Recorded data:
━━━
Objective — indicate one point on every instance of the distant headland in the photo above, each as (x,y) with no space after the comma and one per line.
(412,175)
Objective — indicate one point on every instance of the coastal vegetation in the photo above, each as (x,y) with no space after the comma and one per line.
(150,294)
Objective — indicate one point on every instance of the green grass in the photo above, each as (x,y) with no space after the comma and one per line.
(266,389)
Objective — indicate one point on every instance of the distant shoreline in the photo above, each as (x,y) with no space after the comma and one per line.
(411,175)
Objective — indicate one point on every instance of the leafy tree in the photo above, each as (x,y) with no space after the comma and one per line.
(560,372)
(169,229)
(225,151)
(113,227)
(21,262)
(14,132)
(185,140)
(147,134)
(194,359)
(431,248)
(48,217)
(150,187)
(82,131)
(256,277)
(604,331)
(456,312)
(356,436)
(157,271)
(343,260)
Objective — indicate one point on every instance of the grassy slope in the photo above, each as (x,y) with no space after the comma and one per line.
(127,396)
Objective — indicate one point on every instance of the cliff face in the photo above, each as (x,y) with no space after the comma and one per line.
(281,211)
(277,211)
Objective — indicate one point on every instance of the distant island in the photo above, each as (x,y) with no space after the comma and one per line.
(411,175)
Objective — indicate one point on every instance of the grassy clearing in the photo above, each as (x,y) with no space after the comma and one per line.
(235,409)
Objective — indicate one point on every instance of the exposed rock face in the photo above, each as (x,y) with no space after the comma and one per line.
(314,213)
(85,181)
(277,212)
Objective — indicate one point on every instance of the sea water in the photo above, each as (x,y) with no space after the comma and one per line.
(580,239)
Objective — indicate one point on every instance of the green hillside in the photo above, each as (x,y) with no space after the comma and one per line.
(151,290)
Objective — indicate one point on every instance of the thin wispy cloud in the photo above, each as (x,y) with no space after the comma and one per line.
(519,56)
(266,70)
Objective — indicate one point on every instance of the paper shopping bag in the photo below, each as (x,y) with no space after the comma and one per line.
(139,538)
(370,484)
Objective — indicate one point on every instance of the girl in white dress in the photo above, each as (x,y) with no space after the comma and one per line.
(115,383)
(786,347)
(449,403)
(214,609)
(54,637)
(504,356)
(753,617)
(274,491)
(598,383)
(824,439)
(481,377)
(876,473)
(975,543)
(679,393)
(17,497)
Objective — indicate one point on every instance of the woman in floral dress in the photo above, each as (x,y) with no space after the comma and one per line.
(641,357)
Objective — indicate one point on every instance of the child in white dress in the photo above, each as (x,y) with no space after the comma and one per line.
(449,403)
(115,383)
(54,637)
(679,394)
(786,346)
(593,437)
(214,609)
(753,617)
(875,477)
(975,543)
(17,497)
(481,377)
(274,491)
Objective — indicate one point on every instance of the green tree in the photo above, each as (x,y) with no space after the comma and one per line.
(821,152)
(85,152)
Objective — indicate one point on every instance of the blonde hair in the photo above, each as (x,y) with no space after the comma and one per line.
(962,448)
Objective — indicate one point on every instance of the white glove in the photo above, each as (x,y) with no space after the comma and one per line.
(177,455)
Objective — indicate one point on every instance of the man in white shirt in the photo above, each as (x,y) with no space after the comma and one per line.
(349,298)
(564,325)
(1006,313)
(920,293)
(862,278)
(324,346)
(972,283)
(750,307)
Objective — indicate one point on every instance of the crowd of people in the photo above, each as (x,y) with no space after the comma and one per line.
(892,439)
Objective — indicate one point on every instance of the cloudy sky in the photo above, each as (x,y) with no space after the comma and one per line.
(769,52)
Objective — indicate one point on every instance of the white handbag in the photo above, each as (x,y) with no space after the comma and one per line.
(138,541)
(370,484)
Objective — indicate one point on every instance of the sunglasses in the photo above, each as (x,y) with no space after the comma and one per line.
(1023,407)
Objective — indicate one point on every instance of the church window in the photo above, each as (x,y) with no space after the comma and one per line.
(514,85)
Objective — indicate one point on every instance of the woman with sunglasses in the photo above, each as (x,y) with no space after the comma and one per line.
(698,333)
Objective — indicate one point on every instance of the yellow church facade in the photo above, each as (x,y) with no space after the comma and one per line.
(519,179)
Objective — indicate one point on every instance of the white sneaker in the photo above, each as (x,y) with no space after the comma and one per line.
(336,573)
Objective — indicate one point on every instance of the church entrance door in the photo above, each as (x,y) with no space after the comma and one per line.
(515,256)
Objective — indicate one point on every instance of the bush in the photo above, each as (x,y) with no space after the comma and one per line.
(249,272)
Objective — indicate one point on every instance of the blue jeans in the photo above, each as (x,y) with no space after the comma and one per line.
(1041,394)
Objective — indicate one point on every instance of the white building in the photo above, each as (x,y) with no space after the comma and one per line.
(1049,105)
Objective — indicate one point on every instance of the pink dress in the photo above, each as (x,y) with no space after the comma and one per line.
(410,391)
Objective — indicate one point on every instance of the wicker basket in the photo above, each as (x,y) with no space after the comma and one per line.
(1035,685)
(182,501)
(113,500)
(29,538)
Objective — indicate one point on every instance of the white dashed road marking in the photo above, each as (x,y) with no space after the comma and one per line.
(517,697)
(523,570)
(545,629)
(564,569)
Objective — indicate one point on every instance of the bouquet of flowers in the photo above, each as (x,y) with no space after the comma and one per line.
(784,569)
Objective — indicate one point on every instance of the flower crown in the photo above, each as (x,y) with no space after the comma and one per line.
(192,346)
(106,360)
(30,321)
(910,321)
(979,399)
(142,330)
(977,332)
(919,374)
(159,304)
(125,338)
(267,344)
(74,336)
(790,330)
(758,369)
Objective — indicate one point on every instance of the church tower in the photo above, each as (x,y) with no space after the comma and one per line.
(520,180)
━━━
Copy out, line for line and unchanged, the part of the data above that begins with the line containing "the church tower" and runs through the end of the data.

Objective — indicate one point on every instance of the church tower in the photo above, each as (x,y) with no space after the comma and one per line.
(520,180)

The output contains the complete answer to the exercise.